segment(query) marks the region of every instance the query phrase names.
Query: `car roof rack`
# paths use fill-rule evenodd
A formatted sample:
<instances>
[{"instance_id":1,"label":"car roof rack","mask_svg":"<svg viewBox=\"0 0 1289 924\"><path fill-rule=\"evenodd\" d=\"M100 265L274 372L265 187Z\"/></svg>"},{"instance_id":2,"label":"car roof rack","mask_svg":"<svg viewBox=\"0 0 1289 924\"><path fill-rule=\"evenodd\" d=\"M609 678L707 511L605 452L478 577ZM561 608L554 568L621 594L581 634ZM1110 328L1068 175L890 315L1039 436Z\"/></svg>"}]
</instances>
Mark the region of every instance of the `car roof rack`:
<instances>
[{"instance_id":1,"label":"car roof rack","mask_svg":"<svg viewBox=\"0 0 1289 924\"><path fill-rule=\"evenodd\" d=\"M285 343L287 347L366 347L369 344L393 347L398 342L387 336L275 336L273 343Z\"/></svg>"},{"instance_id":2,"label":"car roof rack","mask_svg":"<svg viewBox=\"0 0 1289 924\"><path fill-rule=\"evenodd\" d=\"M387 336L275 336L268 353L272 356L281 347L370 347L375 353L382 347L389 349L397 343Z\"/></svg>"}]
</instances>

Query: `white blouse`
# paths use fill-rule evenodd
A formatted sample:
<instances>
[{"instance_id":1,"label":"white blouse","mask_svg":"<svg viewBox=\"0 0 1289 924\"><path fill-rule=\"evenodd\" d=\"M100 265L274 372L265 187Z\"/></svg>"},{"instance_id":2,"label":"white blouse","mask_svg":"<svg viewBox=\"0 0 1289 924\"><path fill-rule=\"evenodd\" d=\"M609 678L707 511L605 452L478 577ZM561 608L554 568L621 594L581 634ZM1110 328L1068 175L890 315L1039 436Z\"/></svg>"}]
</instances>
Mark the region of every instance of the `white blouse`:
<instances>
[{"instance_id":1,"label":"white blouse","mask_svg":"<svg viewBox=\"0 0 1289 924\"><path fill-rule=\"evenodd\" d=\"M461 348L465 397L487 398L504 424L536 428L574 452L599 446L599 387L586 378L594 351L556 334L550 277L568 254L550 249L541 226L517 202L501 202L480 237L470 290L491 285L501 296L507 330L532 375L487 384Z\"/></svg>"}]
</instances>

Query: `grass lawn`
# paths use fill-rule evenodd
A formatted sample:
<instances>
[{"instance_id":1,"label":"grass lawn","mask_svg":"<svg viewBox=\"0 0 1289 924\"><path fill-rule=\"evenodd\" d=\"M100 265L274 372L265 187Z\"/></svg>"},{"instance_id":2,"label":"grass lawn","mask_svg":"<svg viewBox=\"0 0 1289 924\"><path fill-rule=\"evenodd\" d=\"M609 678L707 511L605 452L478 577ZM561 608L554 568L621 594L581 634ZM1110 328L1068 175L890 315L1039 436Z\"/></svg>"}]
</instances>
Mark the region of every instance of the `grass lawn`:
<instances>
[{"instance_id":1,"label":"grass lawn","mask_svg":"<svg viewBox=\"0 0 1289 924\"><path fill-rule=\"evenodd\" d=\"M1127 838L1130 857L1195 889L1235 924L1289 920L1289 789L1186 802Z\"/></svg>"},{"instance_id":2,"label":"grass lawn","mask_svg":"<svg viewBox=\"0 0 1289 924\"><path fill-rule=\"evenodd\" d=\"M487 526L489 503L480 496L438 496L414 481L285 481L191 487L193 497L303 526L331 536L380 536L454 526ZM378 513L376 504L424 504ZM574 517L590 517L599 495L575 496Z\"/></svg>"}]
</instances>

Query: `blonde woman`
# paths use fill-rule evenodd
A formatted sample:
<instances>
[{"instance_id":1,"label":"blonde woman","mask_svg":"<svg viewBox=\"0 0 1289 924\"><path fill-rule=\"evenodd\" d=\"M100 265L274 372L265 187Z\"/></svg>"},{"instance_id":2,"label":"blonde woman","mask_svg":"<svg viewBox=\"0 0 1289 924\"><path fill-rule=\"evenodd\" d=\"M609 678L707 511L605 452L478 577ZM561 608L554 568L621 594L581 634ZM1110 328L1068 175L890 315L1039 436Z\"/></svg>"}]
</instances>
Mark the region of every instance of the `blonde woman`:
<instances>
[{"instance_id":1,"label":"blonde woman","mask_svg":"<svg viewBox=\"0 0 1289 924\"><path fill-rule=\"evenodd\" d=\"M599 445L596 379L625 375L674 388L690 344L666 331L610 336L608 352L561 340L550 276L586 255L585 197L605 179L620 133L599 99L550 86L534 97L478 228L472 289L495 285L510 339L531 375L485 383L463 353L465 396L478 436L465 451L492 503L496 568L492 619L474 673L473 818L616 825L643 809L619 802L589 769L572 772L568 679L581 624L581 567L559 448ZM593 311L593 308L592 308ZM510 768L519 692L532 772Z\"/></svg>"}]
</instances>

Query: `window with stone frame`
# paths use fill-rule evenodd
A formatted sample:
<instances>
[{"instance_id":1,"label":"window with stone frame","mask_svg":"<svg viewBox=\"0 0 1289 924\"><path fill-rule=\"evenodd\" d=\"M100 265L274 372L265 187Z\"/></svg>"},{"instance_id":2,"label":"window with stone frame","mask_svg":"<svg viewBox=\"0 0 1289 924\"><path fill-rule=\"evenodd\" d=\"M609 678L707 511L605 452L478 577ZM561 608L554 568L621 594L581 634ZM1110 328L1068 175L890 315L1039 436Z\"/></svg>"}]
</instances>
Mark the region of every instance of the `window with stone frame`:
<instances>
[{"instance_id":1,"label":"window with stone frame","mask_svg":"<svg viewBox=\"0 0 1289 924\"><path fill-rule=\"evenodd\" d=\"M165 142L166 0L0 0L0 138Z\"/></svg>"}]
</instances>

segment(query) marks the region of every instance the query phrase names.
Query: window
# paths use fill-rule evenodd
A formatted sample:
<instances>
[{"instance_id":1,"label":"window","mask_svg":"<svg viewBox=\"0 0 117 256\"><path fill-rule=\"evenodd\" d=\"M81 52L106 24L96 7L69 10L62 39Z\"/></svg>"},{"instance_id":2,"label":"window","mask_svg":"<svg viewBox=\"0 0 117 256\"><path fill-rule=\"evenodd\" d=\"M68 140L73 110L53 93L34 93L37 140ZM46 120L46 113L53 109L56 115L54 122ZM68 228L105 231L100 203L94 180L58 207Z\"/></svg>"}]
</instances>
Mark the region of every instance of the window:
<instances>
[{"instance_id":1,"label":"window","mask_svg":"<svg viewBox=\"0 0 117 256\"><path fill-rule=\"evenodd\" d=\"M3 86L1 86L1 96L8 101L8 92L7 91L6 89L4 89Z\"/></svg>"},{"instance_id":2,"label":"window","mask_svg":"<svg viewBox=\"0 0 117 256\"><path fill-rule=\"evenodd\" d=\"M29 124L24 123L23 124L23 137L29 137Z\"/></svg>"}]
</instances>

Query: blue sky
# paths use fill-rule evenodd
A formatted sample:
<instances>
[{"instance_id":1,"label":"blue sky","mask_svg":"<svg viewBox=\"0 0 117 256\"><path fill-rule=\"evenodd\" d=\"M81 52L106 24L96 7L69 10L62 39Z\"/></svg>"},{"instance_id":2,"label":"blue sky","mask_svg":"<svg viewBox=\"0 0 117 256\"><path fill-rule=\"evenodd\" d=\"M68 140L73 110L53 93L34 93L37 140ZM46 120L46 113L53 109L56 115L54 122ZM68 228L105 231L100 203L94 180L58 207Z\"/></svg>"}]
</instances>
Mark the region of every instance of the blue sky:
__________________________________________________
• [What the task asks] Rewrite everything from the start of the listing down to the line containing "343L287 347L366 347L369", replacing "formatted sample" with "worked example" and leaving all else unchanged.

• [Correct result]
segment(query) marks the region of every instance the query phrase names.
Query: `car roof rack`
# paths use fill-rule evenodd
A worked example:
<instances>
[{"instance_id":1,"label":"car roof rack","mask_svg":"<svg viewBox=\"0 0 1289 924\"><path fill-rule=\"evenodd\" d=\"M100 265L274 372L265 187Z\"/></svg>"},{"instance_id":2,"label":"car roof rack","mask_svg":"<svg viewBox=\"0 0 1289 924\"><path fill-rule=\"evenodd\" d=\"M609 678L707 511L605 452L478 577ZM561 608L554 568L621 594L581 634ZM1110 328L1068 175L890 315L1039 436Z\"/></svg>"}]
</instances>
Mark the region of every instance of the `car roof rack`:
<instances>
[{"instance_id":1,"label":"car roof rack","mask_svg":"<svg viewBox=\"0 0 1289 924\"><path fill-rule=\"evenodd\" d=\"M285 343L287 347L366 347L369 344L393 347L398 342L387 336L275 336L273 343Z\"/></svg>"},{"instance_id":2,"label":"car roof rack","mask_svg":"<svg viewBox=\"0 0 1289 924\"><path fill-rule=\"evenodd\" d=\"M387 336L275 336L268 353L272 356L281 347L370 347L375 353L382 347L389 349L397 343Z\"/></svg>"}]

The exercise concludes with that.